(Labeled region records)
[start]

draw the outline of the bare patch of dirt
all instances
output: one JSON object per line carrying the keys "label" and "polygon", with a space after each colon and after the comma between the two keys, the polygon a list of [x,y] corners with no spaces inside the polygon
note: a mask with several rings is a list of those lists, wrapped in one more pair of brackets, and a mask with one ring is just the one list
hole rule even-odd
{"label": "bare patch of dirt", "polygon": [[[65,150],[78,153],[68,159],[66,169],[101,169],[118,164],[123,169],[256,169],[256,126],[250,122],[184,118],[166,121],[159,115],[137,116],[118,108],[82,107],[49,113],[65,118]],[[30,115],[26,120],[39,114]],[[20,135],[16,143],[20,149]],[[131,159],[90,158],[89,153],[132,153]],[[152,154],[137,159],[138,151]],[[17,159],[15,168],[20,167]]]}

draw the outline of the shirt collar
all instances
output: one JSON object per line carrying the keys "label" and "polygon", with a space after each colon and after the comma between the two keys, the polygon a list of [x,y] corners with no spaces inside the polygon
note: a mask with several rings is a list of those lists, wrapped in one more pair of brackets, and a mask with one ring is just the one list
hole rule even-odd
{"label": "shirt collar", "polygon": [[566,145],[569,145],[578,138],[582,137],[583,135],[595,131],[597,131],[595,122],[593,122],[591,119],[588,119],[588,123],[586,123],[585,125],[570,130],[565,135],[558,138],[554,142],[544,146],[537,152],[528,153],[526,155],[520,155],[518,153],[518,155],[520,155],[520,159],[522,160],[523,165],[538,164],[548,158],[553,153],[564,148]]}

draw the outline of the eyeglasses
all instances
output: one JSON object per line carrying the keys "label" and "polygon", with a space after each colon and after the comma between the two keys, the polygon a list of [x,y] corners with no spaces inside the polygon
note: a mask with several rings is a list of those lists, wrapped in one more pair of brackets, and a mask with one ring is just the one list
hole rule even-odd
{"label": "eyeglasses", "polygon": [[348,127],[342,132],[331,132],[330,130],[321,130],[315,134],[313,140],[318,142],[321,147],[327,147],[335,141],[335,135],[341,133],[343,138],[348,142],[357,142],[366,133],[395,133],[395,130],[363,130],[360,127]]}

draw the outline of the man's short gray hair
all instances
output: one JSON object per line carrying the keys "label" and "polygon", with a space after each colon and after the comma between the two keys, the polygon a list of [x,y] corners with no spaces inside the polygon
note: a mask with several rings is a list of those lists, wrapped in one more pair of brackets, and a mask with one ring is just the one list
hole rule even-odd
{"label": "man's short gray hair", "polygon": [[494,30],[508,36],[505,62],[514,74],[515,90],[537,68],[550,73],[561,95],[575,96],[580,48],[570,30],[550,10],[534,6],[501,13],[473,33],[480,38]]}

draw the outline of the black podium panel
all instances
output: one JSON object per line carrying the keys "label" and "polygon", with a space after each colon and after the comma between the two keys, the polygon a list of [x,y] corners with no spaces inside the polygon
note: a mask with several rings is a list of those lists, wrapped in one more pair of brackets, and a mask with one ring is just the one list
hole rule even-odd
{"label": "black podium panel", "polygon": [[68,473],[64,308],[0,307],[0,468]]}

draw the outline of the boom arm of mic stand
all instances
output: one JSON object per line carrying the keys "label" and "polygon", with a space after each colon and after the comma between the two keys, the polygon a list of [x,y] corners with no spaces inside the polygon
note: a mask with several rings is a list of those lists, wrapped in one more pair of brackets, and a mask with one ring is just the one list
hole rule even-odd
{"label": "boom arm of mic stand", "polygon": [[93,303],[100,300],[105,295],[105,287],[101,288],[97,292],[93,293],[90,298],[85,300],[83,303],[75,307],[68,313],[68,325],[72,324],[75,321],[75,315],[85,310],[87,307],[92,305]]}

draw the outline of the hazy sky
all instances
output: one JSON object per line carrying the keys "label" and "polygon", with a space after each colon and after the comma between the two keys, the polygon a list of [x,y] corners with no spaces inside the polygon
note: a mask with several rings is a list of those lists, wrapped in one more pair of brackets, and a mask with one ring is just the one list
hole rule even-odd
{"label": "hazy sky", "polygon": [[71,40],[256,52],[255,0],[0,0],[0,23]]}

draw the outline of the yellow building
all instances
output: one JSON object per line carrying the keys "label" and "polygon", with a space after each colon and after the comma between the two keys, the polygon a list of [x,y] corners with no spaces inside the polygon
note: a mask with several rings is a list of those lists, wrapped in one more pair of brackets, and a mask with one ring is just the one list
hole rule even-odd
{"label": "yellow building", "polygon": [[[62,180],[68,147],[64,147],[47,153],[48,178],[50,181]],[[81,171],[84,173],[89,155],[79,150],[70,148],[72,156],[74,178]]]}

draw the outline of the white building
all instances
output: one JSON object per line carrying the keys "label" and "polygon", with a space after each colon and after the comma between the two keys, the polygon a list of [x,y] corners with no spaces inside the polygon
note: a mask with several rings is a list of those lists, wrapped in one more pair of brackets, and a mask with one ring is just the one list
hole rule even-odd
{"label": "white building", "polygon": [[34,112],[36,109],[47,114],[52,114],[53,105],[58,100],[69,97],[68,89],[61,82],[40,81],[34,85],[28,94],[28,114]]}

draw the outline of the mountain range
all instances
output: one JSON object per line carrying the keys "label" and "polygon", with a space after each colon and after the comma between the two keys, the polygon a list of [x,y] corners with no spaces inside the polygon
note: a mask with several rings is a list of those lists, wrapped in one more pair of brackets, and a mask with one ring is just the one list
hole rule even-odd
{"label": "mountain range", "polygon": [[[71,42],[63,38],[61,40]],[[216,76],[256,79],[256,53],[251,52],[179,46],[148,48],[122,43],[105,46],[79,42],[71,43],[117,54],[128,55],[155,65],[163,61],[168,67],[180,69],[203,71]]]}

[end]

Written task | Count the lines in the items above that contain the word "shirt", treating case as significant, and give only that number.

The answer | 2